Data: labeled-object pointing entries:
● ● ●
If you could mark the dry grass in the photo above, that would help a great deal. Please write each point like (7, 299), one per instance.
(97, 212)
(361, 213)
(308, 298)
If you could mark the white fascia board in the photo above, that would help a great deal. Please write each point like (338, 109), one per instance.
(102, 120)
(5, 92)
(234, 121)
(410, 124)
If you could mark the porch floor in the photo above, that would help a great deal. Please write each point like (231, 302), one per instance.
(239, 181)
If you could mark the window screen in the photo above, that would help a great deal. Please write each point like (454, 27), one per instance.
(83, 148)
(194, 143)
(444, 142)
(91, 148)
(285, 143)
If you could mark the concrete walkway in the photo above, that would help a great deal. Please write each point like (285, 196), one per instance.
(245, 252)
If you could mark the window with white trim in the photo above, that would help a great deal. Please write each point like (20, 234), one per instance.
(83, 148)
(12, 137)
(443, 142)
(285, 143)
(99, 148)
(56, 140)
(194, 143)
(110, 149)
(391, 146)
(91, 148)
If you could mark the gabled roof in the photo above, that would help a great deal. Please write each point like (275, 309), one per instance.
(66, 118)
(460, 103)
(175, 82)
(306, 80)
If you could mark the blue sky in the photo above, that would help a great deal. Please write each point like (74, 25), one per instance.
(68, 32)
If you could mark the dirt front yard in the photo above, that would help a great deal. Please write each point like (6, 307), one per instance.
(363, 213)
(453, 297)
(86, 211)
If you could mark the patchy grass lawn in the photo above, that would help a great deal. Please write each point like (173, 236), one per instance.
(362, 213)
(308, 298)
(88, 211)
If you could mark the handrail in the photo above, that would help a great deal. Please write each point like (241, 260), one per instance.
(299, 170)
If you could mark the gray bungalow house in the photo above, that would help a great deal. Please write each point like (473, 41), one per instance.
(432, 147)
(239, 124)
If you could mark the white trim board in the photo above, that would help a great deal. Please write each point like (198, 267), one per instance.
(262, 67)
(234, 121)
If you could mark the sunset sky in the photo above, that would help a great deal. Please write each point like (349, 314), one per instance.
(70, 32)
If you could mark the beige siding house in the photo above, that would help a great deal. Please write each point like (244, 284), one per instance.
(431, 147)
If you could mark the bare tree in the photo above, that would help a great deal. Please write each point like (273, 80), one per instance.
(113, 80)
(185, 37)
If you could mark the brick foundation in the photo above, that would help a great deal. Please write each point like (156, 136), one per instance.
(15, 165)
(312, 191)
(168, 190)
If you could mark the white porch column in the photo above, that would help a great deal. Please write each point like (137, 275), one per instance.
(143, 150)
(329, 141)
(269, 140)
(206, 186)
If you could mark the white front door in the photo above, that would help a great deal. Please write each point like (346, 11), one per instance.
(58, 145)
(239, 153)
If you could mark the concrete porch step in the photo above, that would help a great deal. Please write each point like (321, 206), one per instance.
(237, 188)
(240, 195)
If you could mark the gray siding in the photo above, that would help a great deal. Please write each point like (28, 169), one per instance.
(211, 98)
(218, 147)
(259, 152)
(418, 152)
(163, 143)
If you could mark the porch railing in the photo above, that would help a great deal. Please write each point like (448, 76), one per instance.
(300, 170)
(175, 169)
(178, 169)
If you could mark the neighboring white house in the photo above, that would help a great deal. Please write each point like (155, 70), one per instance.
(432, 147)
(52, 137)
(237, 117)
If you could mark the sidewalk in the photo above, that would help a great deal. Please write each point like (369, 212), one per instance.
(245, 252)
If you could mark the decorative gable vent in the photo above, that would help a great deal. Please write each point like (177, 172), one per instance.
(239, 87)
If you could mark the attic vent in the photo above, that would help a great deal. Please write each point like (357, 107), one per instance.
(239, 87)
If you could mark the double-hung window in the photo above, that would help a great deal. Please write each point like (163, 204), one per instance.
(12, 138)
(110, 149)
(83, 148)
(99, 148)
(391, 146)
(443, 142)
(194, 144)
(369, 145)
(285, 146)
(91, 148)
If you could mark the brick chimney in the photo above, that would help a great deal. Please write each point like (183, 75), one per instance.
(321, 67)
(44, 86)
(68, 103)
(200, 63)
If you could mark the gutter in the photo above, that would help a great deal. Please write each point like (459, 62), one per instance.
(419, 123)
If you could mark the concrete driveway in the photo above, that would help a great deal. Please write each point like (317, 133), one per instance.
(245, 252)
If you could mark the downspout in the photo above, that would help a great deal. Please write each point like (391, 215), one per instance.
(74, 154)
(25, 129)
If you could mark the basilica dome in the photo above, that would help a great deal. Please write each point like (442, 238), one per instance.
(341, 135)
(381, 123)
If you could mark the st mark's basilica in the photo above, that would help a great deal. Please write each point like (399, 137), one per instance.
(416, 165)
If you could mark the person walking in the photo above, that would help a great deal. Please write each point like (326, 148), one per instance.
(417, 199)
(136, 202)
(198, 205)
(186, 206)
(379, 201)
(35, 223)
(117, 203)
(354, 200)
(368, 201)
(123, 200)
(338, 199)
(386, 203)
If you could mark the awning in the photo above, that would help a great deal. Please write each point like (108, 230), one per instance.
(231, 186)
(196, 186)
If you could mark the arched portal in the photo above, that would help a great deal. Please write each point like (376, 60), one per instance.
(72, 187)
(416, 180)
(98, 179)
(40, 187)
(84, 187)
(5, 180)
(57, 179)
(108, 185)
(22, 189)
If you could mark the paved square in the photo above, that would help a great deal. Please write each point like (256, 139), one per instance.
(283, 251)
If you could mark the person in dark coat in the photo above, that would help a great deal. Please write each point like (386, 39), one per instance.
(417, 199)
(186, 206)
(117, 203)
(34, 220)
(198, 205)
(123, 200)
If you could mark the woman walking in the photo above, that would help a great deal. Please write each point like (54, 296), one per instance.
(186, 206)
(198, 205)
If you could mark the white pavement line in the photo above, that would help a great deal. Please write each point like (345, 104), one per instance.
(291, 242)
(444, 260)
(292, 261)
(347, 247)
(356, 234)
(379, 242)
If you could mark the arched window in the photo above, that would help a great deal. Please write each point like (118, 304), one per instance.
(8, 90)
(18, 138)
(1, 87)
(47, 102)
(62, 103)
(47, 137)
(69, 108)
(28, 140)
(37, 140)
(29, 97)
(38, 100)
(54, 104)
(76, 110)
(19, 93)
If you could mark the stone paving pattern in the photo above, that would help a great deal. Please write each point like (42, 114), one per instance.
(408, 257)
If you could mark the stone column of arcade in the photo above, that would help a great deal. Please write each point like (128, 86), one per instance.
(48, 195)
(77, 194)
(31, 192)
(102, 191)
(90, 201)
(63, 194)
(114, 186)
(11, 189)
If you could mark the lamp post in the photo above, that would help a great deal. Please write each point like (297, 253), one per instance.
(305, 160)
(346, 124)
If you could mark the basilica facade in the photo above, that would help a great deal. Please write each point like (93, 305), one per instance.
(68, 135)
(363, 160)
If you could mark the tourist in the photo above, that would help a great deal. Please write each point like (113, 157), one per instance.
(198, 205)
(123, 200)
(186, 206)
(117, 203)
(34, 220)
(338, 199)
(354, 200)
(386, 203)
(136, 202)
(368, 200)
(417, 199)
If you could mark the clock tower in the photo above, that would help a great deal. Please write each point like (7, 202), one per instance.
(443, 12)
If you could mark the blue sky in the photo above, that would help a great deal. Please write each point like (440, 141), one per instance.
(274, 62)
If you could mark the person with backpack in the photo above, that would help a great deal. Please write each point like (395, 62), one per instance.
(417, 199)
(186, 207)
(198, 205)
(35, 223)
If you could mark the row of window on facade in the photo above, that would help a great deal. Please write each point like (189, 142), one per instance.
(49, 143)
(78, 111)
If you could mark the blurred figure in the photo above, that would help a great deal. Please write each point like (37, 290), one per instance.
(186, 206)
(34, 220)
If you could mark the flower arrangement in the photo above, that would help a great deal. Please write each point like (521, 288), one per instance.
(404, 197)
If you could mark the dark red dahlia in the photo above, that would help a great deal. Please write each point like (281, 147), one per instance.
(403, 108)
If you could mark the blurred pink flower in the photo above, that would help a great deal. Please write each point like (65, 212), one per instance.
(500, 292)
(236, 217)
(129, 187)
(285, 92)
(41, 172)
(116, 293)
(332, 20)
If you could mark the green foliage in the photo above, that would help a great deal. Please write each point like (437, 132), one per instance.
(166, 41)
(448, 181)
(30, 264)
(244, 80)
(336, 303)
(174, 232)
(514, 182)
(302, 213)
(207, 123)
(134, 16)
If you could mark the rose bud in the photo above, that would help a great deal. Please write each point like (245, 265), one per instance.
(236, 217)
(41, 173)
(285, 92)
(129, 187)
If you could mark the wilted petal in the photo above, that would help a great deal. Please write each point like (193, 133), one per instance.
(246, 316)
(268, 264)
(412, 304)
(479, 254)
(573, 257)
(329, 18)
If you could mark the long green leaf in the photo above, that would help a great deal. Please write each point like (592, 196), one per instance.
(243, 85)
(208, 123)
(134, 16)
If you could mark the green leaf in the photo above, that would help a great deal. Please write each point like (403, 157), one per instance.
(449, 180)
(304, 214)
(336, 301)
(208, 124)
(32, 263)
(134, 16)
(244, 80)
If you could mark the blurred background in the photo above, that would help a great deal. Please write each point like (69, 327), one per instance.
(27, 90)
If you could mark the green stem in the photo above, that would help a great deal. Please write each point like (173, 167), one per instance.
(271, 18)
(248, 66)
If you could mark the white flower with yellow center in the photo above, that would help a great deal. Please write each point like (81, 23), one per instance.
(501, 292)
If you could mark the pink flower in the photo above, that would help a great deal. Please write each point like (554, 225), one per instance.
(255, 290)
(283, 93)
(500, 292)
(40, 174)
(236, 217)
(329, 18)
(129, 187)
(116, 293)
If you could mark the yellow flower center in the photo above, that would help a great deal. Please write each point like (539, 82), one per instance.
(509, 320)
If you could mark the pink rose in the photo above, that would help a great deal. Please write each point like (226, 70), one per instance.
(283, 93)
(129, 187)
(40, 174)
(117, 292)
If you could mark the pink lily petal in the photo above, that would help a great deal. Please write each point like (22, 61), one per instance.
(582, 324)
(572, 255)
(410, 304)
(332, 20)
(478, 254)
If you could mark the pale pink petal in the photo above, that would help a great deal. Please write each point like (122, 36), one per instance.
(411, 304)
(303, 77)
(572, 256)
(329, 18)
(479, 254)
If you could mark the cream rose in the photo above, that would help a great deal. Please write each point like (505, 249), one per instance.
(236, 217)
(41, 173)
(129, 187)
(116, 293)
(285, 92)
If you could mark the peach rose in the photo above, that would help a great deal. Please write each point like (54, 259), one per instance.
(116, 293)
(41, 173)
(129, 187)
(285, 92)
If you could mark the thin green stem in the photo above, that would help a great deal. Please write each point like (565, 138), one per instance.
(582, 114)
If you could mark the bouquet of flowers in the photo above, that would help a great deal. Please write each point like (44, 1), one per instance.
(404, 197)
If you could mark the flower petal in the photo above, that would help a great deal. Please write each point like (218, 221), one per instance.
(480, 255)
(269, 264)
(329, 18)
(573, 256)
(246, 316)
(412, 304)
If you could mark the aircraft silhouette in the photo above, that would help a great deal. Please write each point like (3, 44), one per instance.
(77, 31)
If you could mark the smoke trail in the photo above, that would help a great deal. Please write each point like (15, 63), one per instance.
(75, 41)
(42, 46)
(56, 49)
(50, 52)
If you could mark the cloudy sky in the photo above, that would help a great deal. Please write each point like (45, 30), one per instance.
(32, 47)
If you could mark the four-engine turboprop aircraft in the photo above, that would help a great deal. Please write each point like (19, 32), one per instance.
● ● ●
Exercise objective – Rewrite everything in the data above, from the line containing "If you could mark the cloudy" down to the final line, as a JSON list of strings with one string per line. Omit blank lines.

Written response –
[
  "If you could mark the cloudy sky in the photo above, that would help a great deal. Please write each point like (45, 30), one per instance.",
  "(32, 47)",
  "If you could mark the four-engine turboprop aircraft in the photo above, that would help a great deal. Please write each point like (19, 32), one per instance."
]